**PROBLEM STATEMENT:**
Render every line of the material below as a Markdown table with two columns, Row and Line. Number the rows in order and omit any blank lines.

**RECORD EXCERPTS:**
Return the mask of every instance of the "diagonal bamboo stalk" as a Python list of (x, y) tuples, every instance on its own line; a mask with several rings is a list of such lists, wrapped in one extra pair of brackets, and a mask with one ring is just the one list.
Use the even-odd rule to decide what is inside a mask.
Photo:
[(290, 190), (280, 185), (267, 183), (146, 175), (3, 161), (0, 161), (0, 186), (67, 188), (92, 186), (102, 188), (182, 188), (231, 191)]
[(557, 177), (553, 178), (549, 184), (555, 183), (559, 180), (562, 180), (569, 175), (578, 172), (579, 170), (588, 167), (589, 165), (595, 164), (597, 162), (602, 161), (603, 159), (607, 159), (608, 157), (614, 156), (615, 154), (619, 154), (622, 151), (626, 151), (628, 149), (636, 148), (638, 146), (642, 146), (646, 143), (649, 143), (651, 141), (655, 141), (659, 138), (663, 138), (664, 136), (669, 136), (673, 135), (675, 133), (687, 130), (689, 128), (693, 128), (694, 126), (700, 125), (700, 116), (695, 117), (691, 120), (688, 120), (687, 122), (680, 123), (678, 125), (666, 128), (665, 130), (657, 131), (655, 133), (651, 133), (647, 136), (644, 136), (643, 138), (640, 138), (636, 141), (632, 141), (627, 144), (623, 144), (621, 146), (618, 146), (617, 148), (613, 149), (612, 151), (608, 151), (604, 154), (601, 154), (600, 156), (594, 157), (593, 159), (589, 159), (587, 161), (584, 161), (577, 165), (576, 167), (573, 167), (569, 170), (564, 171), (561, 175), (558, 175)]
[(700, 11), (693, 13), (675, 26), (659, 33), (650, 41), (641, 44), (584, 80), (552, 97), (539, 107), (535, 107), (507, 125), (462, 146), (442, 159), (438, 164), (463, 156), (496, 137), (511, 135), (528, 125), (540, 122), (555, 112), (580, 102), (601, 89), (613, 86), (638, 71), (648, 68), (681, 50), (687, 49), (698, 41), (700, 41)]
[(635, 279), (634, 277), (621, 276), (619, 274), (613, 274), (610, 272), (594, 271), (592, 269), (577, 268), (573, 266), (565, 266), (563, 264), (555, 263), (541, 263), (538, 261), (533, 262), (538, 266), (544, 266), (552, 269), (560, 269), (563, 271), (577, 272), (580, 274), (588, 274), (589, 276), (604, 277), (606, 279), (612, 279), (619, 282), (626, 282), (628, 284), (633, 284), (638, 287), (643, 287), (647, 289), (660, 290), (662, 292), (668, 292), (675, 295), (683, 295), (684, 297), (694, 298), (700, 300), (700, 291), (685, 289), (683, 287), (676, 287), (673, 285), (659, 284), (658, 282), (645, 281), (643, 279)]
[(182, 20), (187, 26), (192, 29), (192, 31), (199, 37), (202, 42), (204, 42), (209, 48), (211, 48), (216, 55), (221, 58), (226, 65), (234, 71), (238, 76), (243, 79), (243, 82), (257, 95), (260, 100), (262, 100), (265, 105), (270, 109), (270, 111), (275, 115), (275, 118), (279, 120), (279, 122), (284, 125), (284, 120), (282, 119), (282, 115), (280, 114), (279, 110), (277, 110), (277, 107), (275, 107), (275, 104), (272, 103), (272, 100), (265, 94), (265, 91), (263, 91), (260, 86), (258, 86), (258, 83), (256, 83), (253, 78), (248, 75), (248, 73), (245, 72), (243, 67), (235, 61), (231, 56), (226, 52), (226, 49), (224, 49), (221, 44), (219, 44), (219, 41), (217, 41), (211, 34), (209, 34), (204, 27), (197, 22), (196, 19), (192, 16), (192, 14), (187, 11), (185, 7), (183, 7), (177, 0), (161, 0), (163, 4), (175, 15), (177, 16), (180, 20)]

**THE COMPLETED TASK:**
| Row | Line |
|---|---|
| 1 | Return the mask of every instance of the "diagonal bamboo stalk" as a Python list of (x, y) tuples, every instance on its own line; a mask with several rings is a list of such lists, wrapped in one extra pair of brackets, and a mask with one ring is just the one list. |
| 2 | Use the even-odd rule to decide what is inside a mask. |
| 3 | Photo: |
| 4 | [(290, 190), (280, 185), (267, 183), (146, 175), (3, 161), (0, 161), (0, 186), (67, 188), (92, 186), (102, 188), (182, 188), (231, 191)] |
| 5 | [(557, 177), (553, 178), (549, 184), (555, 183), (559, 180), (562, 180), (569, 175), (578, 172), (579, 170), (588, 167), (589, 165), (595, 164), (597, 162), (602, 161), (603, 159), (607, 159), (608, 157), (614, 156), (615, 154), (619, 154), (622, 151), (626, 151), (628, 149), (636, 148), (638, 146), (642, 146), (646, 143), (649, 143), (651, 141), (655, 141), (659, 138), (663, 138), (664, 136), (669, 136), (673, 135), (675, 133), (687, 130), (689, 128), (693, 128), (694, 126), (700, 125), (700, 116), (695, 117), (691, 120), (688, 120), (687, 122), (680, 123), (678, 125), (666, 128), (665, 130), (657, 131), (655, 133), (651, 133), (647, 136), (644, 136), (643, 138), (640, 138), (636, 141), (632, 141), (627, 144), (623, 144), (621, 146), (618, 146), (617, 148), (613, 149), (612, 151), (608, 151), (604, 154), (601, 154), (600, 156), (594, 157), (593, 159), (589, 159), (587, 161), (584, 161), (577, 165), (576, 167), (573, 167), (569, 170), (564, 171), (561, 175), (558, 175)] |
| 6 | [(700, 11), (693, 13), (675, 26), (659, 33), (650, 41), (641, 44), (584, 80), (552, 97), (539, 107), (535, 107), (507, 125), (462, 146), (442, 159), (438, 164), (463, 156), (496, 137), (511, 135), (528, 125), (540, 122), (555, 112), (580, 102), (601, 89), (613, 86), (638, 71), (648, 68), (681, 50), (687, 49), (698, 41), (700, 41)] |
| 7 | [(635, 279), (634, 277), (621, 276), (619, 274), (613, 274), (610, 272), (594, 271), (592, 269), (577, 268), (573, 266), (565, 266), (563, 264), (555, 263), (541, 263), (538, 261), (533, 262), (538, 266), (544, 266), (552, 269), (560, 269), (563, 271), (577, 272), (580, 274), (588, 274), (589, 276), (604, 277), (606, 279), (612, 279), (619, 282), (626, 282), (628, 284), (633, 284), (638, 287), (643, 287), (647, 289), (660, 290), (662, 292), (668, 292), (675, 295), (683, 295), (684, 297), (694, 298), (700, 300), (700, 291), (685, 289), (683, 287), (676, 287), (673, 285), (659, 284), (658, 282), (645, 281), (643, 279)] |
| 8 | [(182, 20), (187, 26), (192, 29), (192, 31), (199, 37), (202, 42), (204, 42), (209, 48), (211, 48), (216, 55), (221, 58), (226, 65), (234, 71), (238, 76), (243, 79), (243, 82), (257, 95), (260, 100), (262, 100), (265, 105), (270, 109), (270, 111), (275, 115), (275, 118), (279, 120), (279, 122), (284, 125), (284, 120), (282, 119), (282, 115), (280, 114), (279, 110), (277, 110), (277, 107), (275, 107), (275, 104), (272, 103), (272, 100), (265, 94), (265, 91), (263, 91), (260, 86), (258, 86), (258, 83), (256, 83), (253, 78), (248, 75), (248, 73), (245, 72), (243, 67), (235, 61), (231, 56), (226, 52), (226, 49), (224, 49), (221, 44), (219, 44), (219, 41), (217, 41), (211, 34), (209, 34), (204, 27), (197, 22), (196, 19), (192, 16), (192, 14), (187, 11), (185, 7), (183, 7), (177, 0), (161, 0), (163, 4), (175, 15), (177, 16), (180, 20)] |